── Text ──

As of last week, Grindr has a new set of Community Guidelines. For the most part, our rules are the same as they always have been, though we include more detail and transparency. However, there is one pretty big difference: we now allow you to post a photo of yourself in your underwear on your Grindr profile.
Why did we do this? As the new Senior Director of Customer Experience at Grindr, it’s my job to make sure that our user’s experience is a great one. In digging into our data, I saw that 25% of photos uploaded on Grindr were being rejected and over half of those were being rejected for being too sexual.
While our photo policies are largely governed by the app store rules from Apple (see App Store Review Guidelines 1.1.14) and Google (see Google Play Store Developer Program Policy on “Sexual Content and Profanity”) around indecency, Grindr is known for being a sex-positive app. Our marketing materials can be sexy, our users like to talk about sex and use Grindr to hook up, and we can all agree there should be no shame in that. It’s clear that many of our users expect to be able to upload sexy photos and have them approved, and so there were real feelings of frustration and confusion when that didn’t happen.

───
── Dataset entries ──

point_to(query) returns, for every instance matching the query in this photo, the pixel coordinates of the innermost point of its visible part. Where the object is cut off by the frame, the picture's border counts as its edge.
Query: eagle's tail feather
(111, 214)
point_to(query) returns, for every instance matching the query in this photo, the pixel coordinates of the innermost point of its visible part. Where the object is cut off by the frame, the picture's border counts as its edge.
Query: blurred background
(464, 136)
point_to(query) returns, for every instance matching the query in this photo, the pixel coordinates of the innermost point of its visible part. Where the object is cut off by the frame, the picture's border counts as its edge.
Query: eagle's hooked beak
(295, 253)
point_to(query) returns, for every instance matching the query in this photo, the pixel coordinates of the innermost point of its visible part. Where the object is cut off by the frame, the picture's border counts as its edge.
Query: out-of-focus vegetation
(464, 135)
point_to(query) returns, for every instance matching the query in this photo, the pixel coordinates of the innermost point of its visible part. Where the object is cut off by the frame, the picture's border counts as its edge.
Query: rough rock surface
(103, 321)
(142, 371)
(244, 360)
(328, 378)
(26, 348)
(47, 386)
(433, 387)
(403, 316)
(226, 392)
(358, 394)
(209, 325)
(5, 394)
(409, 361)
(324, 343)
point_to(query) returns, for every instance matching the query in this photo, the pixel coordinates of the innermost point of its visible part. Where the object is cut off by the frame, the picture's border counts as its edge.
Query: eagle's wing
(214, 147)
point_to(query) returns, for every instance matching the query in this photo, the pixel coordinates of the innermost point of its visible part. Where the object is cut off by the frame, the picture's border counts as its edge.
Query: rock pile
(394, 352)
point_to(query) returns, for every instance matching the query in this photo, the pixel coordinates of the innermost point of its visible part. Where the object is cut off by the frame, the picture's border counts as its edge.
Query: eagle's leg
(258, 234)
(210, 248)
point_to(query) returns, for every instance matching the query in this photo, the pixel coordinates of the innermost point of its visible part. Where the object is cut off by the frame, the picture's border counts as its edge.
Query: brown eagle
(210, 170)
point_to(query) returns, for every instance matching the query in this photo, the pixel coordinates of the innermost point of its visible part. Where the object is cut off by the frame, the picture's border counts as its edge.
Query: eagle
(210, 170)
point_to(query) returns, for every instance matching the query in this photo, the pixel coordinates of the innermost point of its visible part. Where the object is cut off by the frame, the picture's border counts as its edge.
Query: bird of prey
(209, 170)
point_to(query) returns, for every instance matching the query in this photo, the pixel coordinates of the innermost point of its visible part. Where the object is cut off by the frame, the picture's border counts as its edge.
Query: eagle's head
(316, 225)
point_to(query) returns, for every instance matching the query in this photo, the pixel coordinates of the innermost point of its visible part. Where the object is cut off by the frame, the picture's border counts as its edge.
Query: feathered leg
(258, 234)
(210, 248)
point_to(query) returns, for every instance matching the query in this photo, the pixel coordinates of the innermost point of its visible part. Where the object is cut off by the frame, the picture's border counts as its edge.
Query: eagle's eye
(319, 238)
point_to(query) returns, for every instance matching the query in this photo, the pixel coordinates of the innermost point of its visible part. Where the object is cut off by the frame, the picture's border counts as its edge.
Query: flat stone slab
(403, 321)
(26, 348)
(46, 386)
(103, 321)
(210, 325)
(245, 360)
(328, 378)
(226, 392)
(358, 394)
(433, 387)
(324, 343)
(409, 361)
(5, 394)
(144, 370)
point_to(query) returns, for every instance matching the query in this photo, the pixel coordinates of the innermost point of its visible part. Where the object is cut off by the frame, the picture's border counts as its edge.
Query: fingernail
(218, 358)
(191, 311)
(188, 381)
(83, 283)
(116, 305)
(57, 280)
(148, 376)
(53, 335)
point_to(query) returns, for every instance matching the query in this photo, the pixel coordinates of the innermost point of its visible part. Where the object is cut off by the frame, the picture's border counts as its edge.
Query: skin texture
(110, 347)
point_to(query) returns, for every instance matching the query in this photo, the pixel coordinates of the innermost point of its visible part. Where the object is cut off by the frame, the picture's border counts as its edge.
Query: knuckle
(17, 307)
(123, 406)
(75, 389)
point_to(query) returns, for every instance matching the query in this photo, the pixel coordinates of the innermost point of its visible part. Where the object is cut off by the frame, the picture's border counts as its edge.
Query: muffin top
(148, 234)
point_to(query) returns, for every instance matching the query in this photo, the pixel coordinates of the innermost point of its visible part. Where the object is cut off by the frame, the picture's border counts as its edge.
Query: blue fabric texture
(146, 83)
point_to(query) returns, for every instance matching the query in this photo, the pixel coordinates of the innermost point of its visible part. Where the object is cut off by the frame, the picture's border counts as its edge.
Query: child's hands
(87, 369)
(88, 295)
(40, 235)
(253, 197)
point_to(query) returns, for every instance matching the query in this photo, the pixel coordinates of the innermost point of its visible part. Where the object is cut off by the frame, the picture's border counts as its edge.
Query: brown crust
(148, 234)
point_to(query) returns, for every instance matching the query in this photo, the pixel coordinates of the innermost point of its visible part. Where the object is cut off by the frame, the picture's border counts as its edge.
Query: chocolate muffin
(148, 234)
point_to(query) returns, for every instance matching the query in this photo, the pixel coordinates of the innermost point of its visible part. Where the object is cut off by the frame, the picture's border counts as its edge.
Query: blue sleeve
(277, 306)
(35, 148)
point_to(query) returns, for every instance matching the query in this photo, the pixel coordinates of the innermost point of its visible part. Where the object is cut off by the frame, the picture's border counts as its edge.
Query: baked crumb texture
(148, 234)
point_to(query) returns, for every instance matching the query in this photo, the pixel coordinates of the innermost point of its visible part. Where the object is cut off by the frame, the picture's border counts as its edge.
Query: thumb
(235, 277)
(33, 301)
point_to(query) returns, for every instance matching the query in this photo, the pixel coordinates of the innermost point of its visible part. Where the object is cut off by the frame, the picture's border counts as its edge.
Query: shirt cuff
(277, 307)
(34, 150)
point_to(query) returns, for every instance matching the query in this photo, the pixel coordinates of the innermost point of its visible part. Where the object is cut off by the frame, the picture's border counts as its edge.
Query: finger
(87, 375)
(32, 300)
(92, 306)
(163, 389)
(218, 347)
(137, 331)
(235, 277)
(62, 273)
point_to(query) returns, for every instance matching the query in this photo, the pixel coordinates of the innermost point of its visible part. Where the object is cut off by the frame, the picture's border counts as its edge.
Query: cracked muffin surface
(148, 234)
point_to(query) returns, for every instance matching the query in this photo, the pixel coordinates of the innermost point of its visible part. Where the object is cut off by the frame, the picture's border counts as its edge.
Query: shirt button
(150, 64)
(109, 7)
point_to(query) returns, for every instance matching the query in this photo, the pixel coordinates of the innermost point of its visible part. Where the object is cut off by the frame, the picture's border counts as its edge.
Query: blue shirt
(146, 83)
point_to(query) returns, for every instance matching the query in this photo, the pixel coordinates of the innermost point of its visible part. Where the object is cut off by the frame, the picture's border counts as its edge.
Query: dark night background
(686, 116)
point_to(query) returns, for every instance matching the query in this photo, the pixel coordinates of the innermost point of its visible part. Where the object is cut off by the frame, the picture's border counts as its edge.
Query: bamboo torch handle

───

— Goal of the exercise —
According to the text about Grindr's new Community Guidelines, what share of photos uploaded to Grindr were being rejected?

— Solution for this task —
25% of photos uploaded on Grindr were being rejected.